[Point-based annotation data]

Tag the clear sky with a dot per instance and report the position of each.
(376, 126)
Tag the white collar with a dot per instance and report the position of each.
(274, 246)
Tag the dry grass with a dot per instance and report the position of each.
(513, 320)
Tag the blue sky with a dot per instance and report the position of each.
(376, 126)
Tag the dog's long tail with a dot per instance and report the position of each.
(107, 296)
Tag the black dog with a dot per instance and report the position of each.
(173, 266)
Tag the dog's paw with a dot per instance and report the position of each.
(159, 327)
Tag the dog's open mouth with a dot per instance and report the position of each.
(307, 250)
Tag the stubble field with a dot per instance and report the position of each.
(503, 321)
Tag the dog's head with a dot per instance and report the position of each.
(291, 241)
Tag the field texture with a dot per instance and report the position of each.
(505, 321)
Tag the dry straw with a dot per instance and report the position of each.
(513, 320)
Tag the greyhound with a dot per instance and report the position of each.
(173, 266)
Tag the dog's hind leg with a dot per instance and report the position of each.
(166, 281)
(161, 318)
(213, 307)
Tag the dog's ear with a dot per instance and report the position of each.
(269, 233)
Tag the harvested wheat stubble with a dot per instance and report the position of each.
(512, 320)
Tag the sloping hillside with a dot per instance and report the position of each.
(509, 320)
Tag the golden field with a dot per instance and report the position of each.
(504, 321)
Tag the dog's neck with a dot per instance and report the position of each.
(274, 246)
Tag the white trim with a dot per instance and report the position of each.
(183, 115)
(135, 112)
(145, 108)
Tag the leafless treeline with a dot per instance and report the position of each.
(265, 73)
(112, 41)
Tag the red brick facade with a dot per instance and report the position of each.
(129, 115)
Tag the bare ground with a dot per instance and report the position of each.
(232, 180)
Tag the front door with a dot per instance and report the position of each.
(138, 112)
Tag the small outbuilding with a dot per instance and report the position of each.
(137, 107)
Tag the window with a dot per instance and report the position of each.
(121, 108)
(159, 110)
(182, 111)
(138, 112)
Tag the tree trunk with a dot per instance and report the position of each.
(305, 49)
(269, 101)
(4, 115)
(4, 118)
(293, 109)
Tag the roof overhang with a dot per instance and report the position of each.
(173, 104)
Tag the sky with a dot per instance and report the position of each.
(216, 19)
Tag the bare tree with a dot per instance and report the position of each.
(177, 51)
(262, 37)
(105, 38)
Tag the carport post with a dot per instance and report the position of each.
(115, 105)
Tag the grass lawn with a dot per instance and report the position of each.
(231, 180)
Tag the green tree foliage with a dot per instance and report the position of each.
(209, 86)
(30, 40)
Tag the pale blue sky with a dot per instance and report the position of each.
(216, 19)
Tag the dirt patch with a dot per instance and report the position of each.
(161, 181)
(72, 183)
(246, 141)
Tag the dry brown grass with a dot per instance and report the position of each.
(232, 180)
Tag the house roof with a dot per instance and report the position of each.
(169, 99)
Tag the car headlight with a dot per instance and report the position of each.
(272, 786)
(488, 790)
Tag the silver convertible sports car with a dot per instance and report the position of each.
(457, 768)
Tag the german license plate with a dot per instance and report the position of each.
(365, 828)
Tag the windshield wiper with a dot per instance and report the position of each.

What is needed>
Rewrite every one of the entries above with "dot" replaced by "point" and nothing else changed.

Result of this task>
Tag the clear sky with a point per instance and report the position of each.
(376, 126)
Tag the white collar with a point per instance and report the position of each.
(274, 246)
Tag the dry grass with a point per instance and report the position of each.
(513, 320)
Tag the blue sky with a point per instance and report the position of each.
(376, 126)
Tag the dog's long tail with a point per instance and report the position of each.
(107, 296)
Tag the black dog with a point per instance and report the position of each.
(173, 266)
Tag the dog's paw with a point per instance and report the position of each.
(159, 327)
Tag the dog's open mouth with a point per instance and report the position of each.
(307, 250)
Tag the stubble field with a point per instance and report the position of each.
(503, 321)
Tag the dog's head with a point per instance and report the position of each.
(291, 241)
Tag the field texture with a point per instance and report the position of each.
(505, 321)
Tag the dry straw with a point per instance and report the position of each.
(513, 320)
Tag the greyhound with a point per instance and report the position of each.
(173, 266)
Tag the dog's hind leg with a point per instance and report the position of each.
(166, 281)
(161, 318)
(213, 307)
Tag the dog's ear with a point per instance and report the position of each.
(269, 233)
Tag the harvested wheat stubble with a point per instance and report the position of each.
(512, 320)
Tag the sloping hillside with a point per instance and report the position of each.
(509, 320)
Tag the golden field with a point per instance and report the position of each.
(504, 321)
Tag the dog's neck with a point per instance and report the position of each.
(274, 246)
Tag the white trim with a point per instance and report the position of each.
(183, 115)
(135, 112)
(145, 108)
Tag the leafless treeline with a point per instance and report the position of each.
(265, 73)
(112, 41)
Tag the red brick facade with a point per instance and report the position of each.
(129, 115)
Tag the bare ground with a point per instance and report the position of each.
(232, 180)
Tag the front door with a point per instance and report the position of each.
(138, 112)
Tag the small outbuilding with a point per instance and report the position of each.
(137, 107)
Tag the window with a point per instance and report the position of each.
(121, 108)
(159, 110)
(182, 111)
(138, 112)
Tag the tree trunk with a point per instance and report the position of each.
(305, 49)
(269, 101)
(4, 115)
(4, 118)
(293, 109)
Tag the roof overhang with a point per instance and report the position of each.
(173, 104)
Tag the sky with a point per instance and report the position of each.
(216, 19)
Tag the bare tree with a point per instance and report the position of each.
(177, 51)
(262, 37)
(105, 38)
Tag the carport post with a point per instance and report the position of each.
(115, 105)
Tag the grass lawn with a point per instance and report the position of each.
(231, 180)
Tag the green tree foliage with a point per instance and report the position of each.
(209, 86)
(30, 40)
Tag the pale blue sky with a point per instance and report the position of each.
(216, 19)
Tag the dirt patch with a point per instance and report the position of each.
(161, 181)
(72, 183)
(246, 141)
Tag the dry brown grass with a point per instance and report the position of each.
(232, 180)
Tag the house roof with a point per instance and report the position of each.
(169, 99)
Tag the car headlight with a point per instance and report the position of each.
(272, 786)
(488, 790)
Tag the silver convertible sports car with a point per instance and report the position of each.
(457, 768)
Tag the german license plate with a point per instance and report the position of each.
(365, 828)
Tag the windshield wiper with a point per instance and report the position of each.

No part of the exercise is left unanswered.